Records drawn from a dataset
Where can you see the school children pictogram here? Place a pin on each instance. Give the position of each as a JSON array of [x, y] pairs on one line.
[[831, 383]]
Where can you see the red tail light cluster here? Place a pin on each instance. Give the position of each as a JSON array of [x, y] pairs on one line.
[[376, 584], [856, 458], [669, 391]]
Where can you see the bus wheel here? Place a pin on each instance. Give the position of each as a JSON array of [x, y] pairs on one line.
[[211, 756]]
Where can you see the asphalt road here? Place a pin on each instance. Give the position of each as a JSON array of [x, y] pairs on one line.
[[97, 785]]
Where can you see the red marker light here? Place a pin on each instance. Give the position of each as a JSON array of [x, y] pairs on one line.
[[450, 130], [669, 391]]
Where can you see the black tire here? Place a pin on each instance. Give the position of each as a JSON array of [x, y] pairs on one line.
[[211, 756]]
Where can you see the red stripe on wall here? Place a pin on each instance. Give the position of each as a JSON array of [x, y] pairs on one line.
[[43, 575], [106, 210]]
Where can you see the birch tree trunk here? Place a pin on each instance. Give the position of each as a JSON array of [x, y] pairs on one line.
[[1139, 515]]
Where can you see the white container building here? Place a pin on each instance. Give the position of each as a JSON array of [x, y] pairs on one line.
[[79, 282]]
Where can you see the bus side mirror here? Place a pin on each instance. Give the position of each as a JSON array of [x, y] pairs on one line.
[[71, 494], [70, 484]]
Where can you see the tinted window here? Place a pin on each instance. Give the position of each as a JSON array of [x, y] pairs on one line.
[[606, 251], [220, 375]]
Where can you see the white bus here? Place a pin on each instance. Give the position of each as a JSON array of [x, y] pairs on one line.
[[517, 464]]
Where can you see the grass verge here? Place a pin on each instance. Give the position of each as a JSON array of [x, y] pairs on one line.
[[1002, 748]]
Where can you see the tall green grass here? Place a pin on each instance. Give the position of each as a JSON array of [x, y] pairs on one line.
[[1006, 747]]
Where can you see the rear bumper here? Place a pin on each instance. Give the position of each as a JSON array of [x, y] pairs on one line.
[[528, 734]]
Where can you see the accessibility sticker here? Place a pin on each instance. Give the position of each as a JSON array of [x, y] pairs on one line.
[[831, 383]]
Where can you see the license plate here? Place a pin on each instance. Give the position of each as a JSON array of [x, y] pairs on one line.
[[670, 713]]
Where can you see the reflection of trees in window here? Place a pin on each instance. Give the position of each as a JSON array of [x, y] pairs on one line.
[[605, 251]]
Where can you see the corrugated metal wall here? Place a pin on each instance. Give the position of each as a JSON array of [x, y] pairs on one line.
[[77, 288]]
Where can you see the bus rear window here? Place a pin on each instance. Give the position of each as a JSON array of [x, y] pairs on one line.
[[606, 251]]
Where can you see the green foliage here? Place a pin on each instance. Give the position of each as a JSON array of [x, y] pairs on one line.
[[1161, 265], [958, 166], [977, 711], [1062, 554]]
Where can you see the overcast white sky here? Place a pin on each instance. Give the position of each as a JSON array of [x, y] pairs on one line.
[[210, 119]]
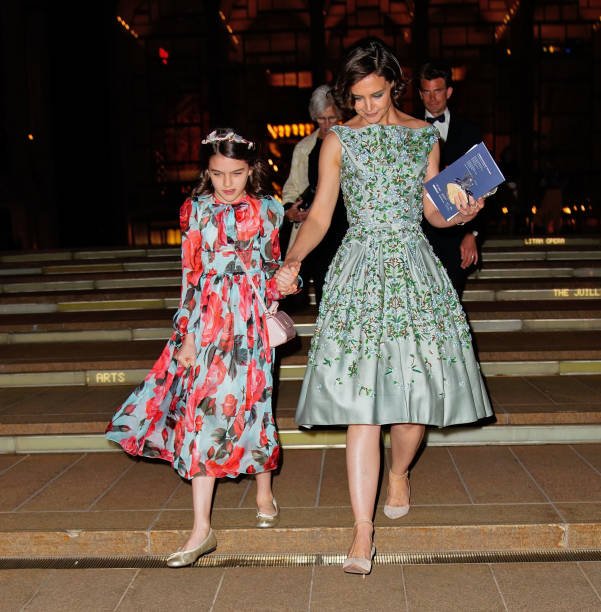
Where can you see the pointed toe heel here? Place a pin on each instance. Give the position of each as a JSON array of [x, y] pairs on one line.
[[396, 512], [360, 565]]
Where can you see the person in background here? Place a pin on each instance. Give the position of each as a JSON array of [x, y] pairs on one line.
[[303, 180], [457, 247], [205, 407]]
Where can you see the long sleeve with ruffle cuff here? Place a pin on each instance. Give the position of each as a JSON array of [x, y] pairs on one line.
[[271, 254], [187, 318]]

Exercise | Exactly the lines from the line that contains "Where can you see the overcast" through the last line above, and no other lines, must be output, with pictures excluded.

Exercise result |
Where can you see the overcast white sky here? Place a pin on each instance. Give the position of each as a JSON array of [x, y] pairs on one line.
[[210, 119]]
Where can you see the pointed toe heel here? Place a pin on each instance. Give the position of each as a JSON array of [x, y] pairs on one line.
[[396, 512], [360, 565]]
Where can you see the person in background here? Place a pin on each instance. Give the position of each as a JSON array of [x, y] pairs on one line.
[[303, 180], [457, 247], [205, 407]]
Where can you see the long sleeve with ruffle cuff here? Place a pin on each instance. Give the position of each as a JSON array of [x, y] pairs on one line.
[[271, 254], [187, 318]]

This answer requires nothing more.